### Text excerpt:
○ ○ ○ ○ ○ ○ ○
One Very Important Application (1/4) - Confirming Doubts
========================================================
**How to find out someone who had your total trust betrayed you?** 
<br>

*I am almost certain that he/she won't do that...* 

But what if he/she got caught in doing that thing. Is he/she still trustworthy?

**You heartfully believed the mean is 7. But, what if your 95% confidence interval does not contain 7? Will you still believe the mean is 7?**

In this case, you either have to update your belief on the mean, or you must have encountered a rare chance event.


One Very Important Application (2/4)
========================================================

**Example:** <br>
A cylinder manufacturer claims that their process mean is 12.5 mm. Historically, their process standard deviation was .08 mm and there is no reason to think that the s.d. has changed. Upon drawing a random sample of 9, the sample average was 12.22. Please test the claim under 5% of error tolerance level. 

*Questions*
1. First, please use a visual aid to determine the answer. <br>
2. Please use a formal approach to determine the probability of obtaining such sample average, given the true mean is 12.5 mm. <br>
3. What is the conclusion? 



One Very Important Application (3/4)
========================================================
If what the company claiming is true, this will be the distribution of the population. 
- Population mean $\mu = 12.5$
- Population standard deviation $\sigma = 0.08$

<center>
![plot of chunk unnamed-chunk-1](Confidence Interval PowerPoint-figure/unnamed-chunk-1-1.png)
○ ○ ○ ○ ○ ○ ○
### Exercise task:
Continue the slides on testing the cylinder manufacturer's mean diameter claim, picking up after the last line shown.

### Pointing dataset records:
○ ○ ○ ○ ○ ○ ○
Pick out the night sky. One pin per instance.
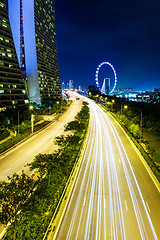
(125, 33)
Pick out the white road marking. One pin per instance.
(126, 205)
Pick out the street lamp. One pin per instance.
(18, 122)
(125, 107)
(32, 118)
(112, 103)
(141, 121)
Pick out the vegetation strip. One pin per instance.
(134, 137)
(31, 216)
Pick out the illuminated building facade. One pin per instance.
(33, 28)
(12, 87)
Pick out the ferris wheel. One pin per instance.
(97, 72)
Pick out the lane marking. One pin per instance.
(84, 202)
(126, 205)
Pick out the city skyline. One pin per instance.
(125, 34)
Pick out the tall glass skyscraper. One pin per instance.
(12, 87)
(33, 28)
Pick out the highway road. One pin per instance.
(115, 195)
(42, 142)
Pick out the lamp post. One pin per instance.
(112, 104)
(32, 118)
(141, 121)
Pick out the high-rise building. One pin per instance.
(12, 87)
(71, 84)
(33, 28)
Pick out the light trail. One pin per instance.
(98, 208)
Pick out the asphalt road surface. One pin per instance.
(115, 195)
(14, 160)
○ ○ ○ ○ ○ ○ ○
### The result:
</center>

***
<small>
If what the company claiming is true, for $n=25$, we have... 
- Hypothesized mean of $\mu_0 = 12.5$
- Standard Error of $\sigma_{\bar{x}} = \frac{\sigma}{\sqrt{n}} = \frac{.08}{5} = 0.016$
- 95% C.I. $\bar{x} \pm ME = [12.19, 12.25]$
</small>

<center>
![plot of chunk unnamed-chunk-2](Confidence Interval PowerPoint-figure/unnamed-chunk-2-1.png)
</center>



Formal Hypothesis Testing (3/4)
========================================================

**Hypothesis testing** re-defined: 
- It is a process of determining a likelihood of surprise for a given sample result.
- How likely it is that we can obtain a sample mean of this size, given the claim is true?

Formal hypothesis: <br>
- $H_o: \mu = 12.5$ and $H_\alpha: \mu \neq  12.5$ 

Determination of the Likelihood (Excel Formula): 
- $p-value = norm.dist(12.22, 12.5, 0.016, TRUE) = 7.16E-69 \approx 0$

**Verdict: It is very unlikely that the true mean is 12.5**

Any idea about the ture mean: 
- All we know is, it is very unlikely 12.5. With a 95% confidence, it could be said it is within [12.19, 12.25]


Another Example - Two Group Mean Testing (Exercise)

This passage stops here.